▶ _Directions for this task_
Find the line containing "Objective — one point per instance of the driveway", then print it and each following line through the end of the records, exactly and with nothing added; leave out any pictures.

(Records contained in a dataset)
● ● ● ● ● ● ●

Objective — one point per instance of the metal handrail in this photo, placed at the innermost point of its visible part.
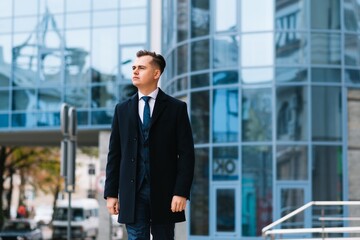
(266, 231)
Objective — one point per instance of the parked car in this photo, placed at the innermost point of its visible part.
(15, 229)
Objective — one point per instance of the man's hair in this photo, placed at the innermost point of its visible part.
(157, 58)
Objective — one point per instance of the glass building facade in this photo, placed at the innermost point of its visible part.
(273, 88)
(76, 52)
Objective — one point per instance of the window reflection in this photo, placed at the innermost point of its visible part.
(225, 115)
(291, 163)
(326, 114)
(200, 116)
(291, 113)
(225, 52)
(256, 193)
(256, 114)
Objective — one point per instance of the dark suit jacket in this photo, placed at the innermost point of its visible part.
(171, 157)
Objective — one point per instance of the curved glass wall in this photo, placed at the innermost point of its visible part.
(76, 52)
(268, 89)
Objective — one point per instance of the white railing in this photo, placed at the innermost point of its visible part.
(270, 231)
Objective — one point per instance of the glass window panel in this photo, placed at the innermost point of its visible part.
(291, 15)
(225, 52)
(325, 48)
(106, 18)
(291, 48)
(200, 55)
(127, 16)
(225, 210)
(77, 20)
(77, 56)
(256, 114)
(200, 116)
(200, 18)
(325, 14)
(352, 50)
(257, 49)
(225, 115)
(23, 99)
(326, 114)
(351, 15)
(225, 164)
(200, 80)
(6, 8)
(256, 189)
(325, 75)
(105, 60)
(133, 34)
(225, 77)
(182, 59)
(250, 21)
(287, 75)
(199, 208)
(28, 7)
(352, 76)
(291, 163)
(182, 20)
(226, 12)
(49, 99)
(292, 113)
(257, 75)
(4, 100)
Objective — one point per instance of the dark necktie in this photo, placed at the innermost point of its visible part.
(146, 116)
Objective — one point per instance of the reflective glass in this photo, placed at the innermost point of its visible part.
(133, 34)
(200, 18)
(291, 15)
(104, 59)
(225, 164)
(182, 20)
(252, 11)
(49, 99)
(257, 49)
(199, 80)
(4, 100)
(291, 48)
(286, 75)
(256, 114)
(325, 48)
(23, 99)
(225, 77)
(352, 49)
(225, 15)
(225, 210)
(257, 75)
(325, 14)
(6, 8)
(200, 55)
(226, 52)
(325, 75)
(106, 19)
(326, 114)
(291, 163)
(182, 59)
(199, 211)
(256, 189)
(200, 116)
(225, 115)
(291, 113)
(127, 16)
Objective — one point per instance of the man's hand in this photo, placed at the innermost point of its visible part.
(112, 205)
(178, 204)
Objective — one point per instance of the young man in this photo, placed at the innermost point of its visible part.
(150, 163)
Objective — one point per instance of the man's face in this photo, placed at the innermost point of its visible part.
(145, 75)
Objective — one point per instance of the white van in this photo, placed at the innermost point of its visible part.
(85, 219)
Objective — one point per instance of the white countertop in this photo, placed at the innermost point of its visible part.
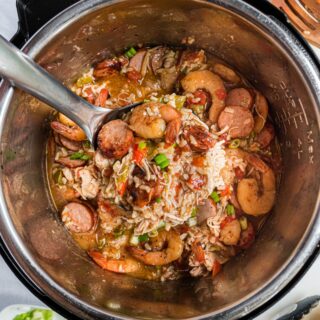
(13, 292)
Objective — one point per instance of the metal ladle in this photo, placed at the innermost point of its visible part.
(24, 73)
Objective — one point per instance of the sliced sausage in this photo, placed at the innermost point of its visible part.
(247, 237)
(108, 63)
(240, 97)
(70, 144)
(137, 59)
(115, 138)
(205, 211)
(226, 73)
(157, 56)
(66, 161)
(265, 137)
(78, 218)
(238, 119)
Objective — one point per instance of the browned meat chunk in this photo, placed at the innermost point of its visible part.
(78, 218)
(239, 121)
(114, 139)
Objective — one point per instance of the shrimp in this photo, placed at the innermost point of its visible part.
(210, 82)
(74, 133)
(253, 199)
(124, 265)
(154, 120)
(157, 258)
(261, 107)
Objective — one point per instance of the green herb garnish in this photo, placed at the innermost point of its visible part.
(86, 144)
(80, 156)
(36, 314)
(161, 160)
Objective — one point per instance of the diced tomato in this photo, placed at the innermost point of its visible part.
(198, 161)
(221, 94)
(198, 252)
(122, 188)
(102, 98)
(90, 97)
(134, 75)
(139, 154)
(216, 268)
(239, 173)
(226, 221)
(226, 192)
(197, 183)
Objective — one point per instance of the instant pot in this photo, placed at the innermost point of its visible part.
(257, 41)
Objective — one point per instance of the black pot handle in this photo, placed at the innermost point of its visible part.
(269, 9)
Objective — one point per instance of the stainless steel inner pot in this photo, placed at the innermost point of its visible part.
(260, 48)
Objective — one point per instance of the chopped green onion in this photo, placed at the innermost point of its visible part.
(86, 144)
(153, 233)
(192, 222)
(130, 53)
(57, 177)
(35, 314)
(230, 210)
(142, 145)
(215, 197)
(161, 160)
(243, 223)
(101, 243)
(194, 212)
(143, 238)
(80, 156)
(234, 144)
(134, 240)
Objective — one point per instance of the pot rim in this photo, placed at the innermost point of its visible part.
(285, 39)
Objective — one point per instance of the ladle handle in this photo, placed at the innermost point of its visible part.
(25, 74)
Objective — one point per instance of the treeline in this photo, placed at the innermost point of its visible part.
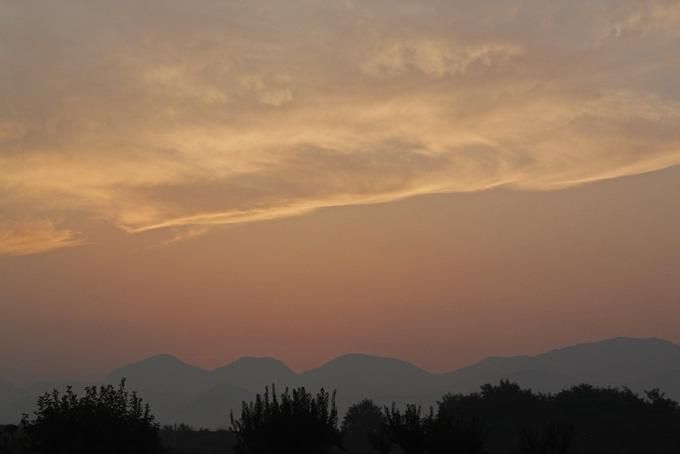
(499, 419)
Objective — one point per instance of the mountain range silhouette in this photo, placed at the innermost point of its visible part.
(181, 393)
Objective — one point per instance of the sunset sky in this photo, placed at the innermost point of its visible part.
(436, 180)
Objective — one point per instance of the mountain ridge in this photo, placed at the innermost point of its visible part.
(181, 392)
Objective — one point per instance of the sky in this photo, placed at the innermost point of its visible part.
(437, 180)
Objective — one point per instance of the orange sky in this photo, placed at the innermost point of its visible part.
(436, 180)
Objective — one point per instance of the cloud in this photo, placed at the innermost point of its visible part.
(183, 115)
(35, 237)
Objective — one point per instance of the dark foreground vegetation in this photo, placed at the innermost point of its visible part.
(499, 419)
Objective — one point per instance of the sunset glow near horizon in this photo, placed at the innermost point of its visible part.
(437, 181)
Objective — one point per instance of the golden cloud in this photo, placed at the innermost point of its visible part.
(213, 113)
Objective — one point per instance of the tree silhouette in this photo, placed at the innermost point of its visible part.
(363, 429)
(294, 422)
(554, 439)
(106, 420)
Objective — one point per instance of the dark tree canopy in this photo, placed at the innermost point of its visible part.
(294, 422)
(363, 428)
(105, 420)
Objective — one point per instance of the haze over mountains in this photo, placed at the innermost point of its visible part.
(179, 392)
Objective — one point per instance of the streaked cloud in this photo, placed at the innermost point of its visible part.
(35, 237)
(193, 114)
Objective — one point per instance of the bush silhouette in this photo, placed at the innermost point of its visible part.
(363, 429)
(294, 422)
(105, 420)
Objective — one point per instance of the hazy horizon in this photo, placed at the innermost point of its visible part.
(436, 181)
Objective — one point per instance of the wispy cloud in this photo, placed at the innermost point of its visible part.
(188, 115)
(35, 237)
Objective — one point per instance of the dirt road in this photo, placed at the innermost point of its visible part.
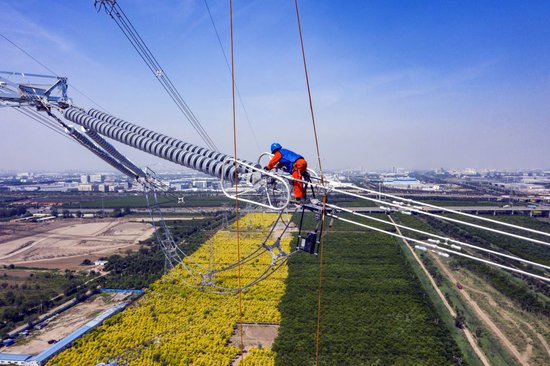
(469, 336)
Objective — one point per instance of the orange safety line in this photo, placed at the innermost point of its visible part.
(236, 181)
(319, 289)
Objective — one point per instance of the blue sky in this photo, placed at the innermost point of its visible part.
(420, 84)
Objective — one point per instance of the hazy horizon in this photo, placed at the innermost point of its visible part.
(420, 86)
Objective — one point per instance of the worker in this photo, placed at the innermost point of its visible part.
(292, 163)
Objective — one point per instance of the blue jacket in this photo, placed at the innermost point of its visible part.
(288, 159)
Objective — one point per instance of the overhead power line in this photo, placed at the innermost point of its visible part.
(125, 25)
(50, 70)
(229, 69)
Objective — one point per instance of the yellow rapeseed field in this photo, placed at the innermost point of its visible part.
(173, 324)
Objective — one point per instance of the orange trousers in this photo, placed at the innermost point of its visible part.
(299, 168)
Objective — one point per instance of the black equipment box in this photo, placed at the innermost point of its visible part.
(308, 244)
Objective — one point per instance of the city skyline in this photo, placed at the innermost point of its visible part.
(425, 86)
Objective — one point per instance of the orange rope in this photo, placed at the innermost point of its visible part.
(236, 182)
(319, 289)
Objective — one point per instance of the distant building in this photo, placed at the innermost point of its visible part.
(200, 184)
(88, 188)
(105, 188)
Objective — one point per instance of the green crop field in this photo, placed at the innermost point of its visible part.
(374, 309)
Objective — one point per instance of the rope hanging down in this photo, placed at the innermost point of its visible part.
(320, 287)
(236, 179)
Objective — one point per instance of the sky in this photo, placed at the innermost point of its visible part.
(415, 85)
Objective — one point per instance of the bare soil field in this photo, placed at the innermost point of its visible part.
(66, 243)
(255, 336)
(525, 335)
(65, 324)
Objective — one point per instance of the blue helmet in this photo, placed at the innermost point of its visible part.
(275, 146)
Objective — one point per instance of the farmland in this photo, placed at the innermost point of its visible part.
(508, 315)
(374, 310)
(174, 324)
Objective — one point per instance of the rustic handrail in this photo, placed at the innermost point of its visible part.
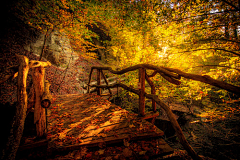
(171, 75)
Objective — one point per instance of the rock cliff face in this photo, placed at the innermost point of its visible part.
(57, 48)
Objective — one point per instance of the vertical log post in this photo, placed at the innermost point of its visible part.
(19, 118)
(142, 91)
(153, 91)
(39, 112)
(89, 81)
(99, 81)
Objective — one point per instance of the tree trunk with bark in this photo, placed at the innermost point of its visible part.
(9, 152)
(39, 111)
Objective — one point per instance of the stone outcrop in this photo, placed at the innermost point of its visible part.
(57, 48)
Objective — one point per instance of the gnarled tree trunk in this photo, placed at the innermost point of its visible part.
(9, 152)
(39, 111)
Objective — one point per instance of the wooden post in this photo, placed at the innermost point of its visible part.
(99, 81)
(142, 91)
(89, 81)
(39, 111)
(105, 79)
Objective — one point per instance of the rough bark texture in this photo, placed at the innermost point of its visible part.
(176, 127)
(39, 112)
(18, 121)
(142, 91)
(170, 115)
(47, 96)
(207, 79)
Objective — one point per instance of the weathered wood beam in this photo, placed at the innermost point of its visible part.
(106, 82)
(142, 91)
(89, 80)
(176, 127)
(169, 113)
(147, 66)
(153, 91)
(39, 111)
(207, 79)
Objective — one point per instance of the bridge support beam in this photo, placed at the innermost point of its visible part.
(142, 91)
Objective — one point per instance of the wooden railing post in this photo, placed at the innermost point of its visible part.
(39, 112)
(142, 91)
(98, 81)
(153, 91)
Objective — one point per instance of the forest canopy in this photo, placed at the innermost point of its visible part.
(196, 36)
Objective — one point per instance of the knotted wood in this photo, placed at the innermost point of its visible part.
(39, 112)
(19, 118)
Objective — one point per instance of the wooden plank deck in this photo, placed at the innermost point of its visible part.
(90, 120)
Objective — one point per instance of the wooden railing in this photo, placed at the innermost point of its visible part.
(172, 76)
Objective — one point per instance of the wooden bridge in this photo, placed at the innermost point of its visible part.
(88, 119)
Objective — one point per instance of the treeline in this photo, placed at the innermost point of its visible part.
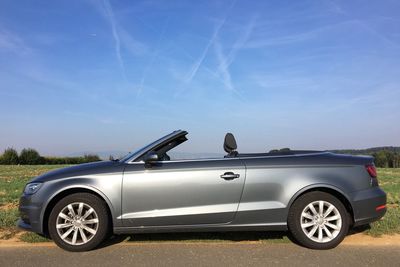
(29, 156)
(385, 157)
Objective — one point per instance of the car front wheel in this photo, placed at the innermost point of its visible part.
(79, 222)
(318, 220)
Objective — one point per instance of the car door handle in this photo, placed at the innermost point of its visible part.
(230, 176)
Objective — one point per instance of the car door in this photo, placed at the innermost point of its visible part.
(182, 192)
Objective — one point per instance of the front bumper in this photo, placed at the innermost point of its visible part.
(30, 212)
(365, 205)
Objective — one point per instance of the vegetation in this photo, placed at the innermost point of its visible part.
(30, 156)
(14, 177)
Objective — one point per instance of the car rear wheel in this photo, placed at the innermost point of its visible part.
(79, 222)
(318, 220)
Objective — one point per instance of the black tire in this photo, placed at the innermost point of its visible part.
(295, 219)
(100, 209)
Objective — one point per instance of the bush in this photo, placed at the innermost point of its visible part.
(30, 156)
(10, 157)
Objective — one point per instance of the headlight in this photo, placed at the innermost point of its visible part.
(32, 188)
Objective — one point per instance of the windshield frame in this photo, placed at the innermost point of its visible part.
(133, 156)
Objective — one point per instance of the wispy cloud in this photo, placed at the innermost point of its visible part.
(153, 58)
(225, 61)
(11, 42)
(111, 19)
(295, 37)
(195, 67)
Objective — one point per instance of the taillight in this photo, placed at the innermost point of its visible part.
(371, 170)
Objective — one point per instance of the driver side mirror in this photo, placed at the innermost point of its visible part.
(150, 157)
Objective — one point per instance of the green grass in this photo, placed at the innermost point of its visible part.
(14, 178)
(389, 181)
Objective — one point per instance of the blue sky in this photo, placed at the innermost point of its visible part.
(113, 75)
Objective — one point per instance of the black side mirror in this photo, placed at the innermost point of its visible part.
(151, 157)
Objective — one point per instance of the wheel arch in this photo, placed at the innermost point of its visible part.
(327, 188)
(71, 190)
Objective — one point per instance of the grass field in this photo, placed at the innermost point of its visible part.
(14, 178)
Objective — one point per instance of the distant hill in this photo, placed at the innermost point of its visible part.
(367, 151)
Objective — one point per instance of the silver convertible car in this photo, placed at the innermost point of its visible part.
(315, 195)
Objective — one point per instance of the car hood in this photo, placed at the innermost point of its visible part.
(85, 169)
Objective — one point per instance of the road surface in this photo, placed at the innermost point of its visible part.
(201, 254)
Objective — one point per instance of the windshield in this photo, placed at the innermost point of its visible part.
(142, 150)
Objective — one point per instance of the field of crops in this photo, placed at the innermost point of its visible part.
(13, 179)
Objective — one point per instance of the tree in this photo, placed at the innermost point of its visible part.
(30, 156)
(10, 156)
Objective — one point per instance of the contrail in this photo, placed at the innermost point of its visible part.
(200, 60)
(111, 18)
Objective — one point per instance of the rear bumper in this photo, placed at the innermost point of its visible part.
(30, 212)
(365, 205)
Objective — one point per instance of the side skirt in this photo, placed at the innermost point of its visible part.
(202, 228)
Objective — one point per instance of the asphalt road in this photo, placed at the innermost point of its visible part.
(202, 254)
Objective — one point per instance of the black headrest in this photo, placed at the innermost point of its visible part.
(229, 143)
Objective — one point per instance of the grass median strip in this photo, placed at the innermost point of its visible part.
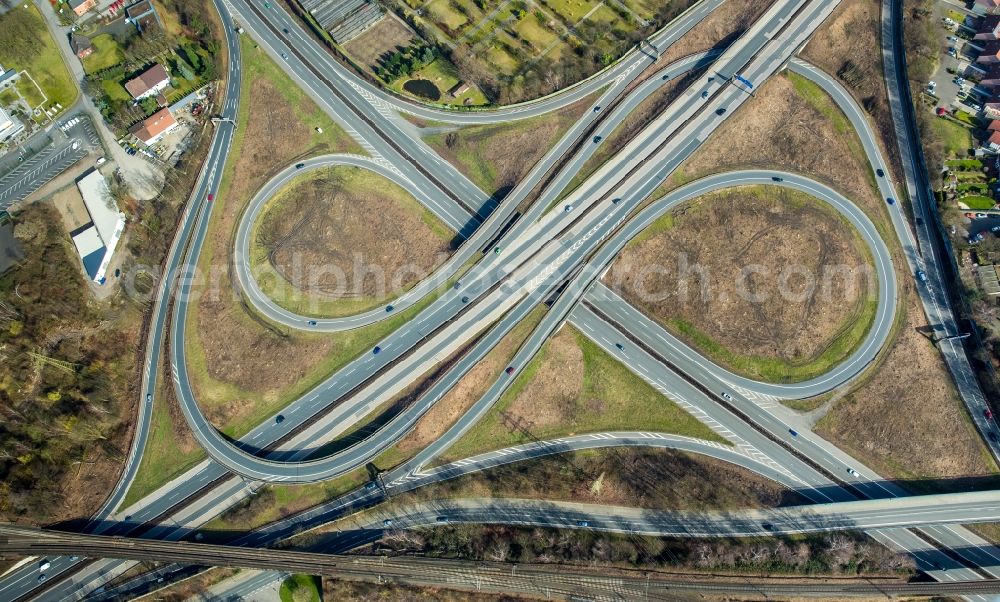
(573, 386)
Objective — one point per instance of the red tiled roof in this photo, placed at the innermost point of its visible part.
(145, 82)
(153, 125)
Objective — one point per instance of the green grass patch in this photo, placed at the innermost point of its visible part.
(625, 401)
(106, 54)
(162, 458)
(572, 10)
(38, 55)
(964, 164)
(975, 201)
(818, 99)
(300, 588)
(115, 90)
(957, 139)
(30, 91)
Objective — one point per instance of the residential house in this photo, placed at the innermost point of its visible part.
(986, 7)
(990, 54)
(991, 78)
(993, 142)
(81, 6)
(81, 46)
(143, 16)
(154, 127)
(152, 81)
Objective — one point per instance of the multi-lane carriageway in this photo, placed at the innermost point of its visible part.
(535, 265)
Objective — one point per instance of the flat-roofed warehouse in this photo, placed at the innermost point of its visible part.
(344, 19)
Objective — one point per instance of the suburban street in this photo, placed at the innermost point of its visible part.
(553, 253)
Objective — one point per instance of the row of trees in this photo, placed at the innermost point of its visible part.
(404, 61)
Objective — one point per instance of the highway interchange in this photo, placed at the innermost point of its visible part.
(542, 251)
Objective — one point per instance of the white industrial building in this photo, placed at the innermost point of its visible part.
(96, 240)
(9, 126)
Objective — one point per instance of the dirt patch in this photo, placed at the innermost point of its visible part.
(382, 39)
(551, 397)
(799, 130)
(342, 233)
(469, 389)
(635, 477)
(848, 46)
(744, 292)
(224, 328)
(906, 421)
(497, 157)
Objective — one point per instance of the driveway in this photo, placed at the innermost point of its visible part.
(143, 179)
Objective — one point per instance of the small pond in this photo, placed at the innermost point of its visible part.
(423, 88)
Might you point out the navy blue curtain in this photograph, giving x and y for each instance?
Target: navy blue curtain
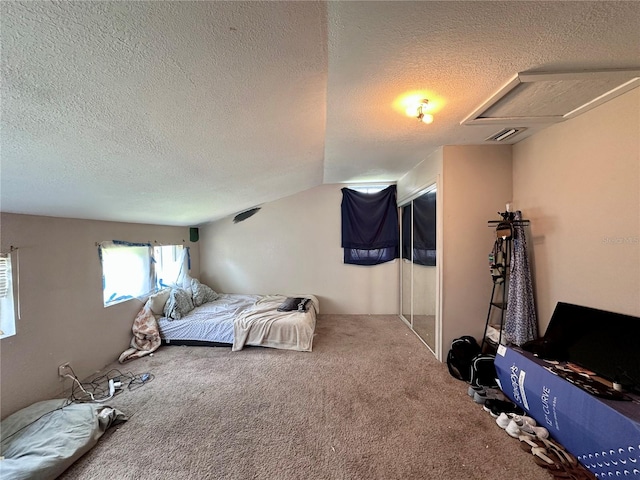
(370, 232)
(424, 230)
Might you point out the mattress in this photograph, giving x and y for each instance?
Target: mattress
(211, 322)
(240, 319)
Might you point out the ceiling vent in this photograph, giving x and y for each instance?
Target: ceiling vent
(242, 216)
(538, 98)
(504, 134)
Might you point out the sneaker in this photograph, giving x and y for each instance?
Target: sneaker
(503, 420)
(495, 407)
(473, 390)
(539, 432)
(487, 394)
(521, 421)
(515, 430)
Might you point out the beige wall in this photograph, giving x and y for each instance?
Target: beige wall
(476, 185)
(63, 318)
(293, 246)
(579, 184)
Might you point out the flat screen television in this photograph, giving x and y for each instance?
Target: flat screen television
(604, 342)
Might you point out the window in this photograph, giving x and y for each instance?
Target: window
(370, 233)
(7, 306)
(133, 270)
(169, 264)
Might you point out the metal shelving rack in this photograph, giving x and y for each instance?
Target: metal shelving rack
(504, 233)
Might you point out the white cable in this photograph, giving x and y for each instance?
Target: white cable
(112, 389)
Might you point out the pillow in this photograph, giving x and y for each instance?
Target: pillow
(158, 300)
(178, 304)
(202, 293)
(294, 303)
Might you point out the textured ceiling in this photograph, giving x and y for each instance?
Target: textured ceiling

● ● ● ● ● ● ●

▶ _Answer to the exercise_
Objective — one point per instance of the driveway in this photo, placed at the innermost point of its visible part.
(143, 179)
Objective — one point per instance of the small pond in this photo, placed at the innermost point of its visible part.
(423, 88)
Might you point out the navy blue curtain in this photograph, giving x and y for each instance?
Target: navy blue curtain
(370, 232)
(424, 230)
Might you point out the mattress in this photograph, giving x and y for each instance?
Target: mattress
(211, 322)
(240, 319)
Might you point out the ceiling vent in this photograph, giving x and y for each instance?
Target: ceiling vent
(242, 216)
(538, 98)
(504, 134)
Might you point out the sneaker in this photograph, giving x and y for each instance?
Target: sneaker
(503, 420)
(495, 407)
(473, 390)
(539, 432)
(487, 394)
(521, 421)
(515, 430)
Might you point out the beige wall in this photograph, giving x and y for each instance?
Target: beige wall
(476, 185)
(63, 318)
(293, 246)
(579, 184)
Might you point out the flat screen television in this photograph, giving x and y for each instance?
Target: flat screen television
(604, 342)
Might you point out the window in this photograph, giving x and y for each instance?
Target: window
(370, 233)
(7, 306)
(133, 270)
(169, 264)
Might you point out the metal shelving rack in this photograph, giving x and y for each instance?
Target: metal shelving rack
(504, 233)
Might you point out the white cable in this photograph, giving x and y for each instance?
Target: white cable
(112, 389)
Might you point out the pillow in this photograph, giving x and y for each instance?
Target: pillow
(158, 300)
(178, 304)
(202, 293)
(294, 303)
Might you point out the textured ceiling in this photograph, giving x and y for each instance?
Target: textured ceiling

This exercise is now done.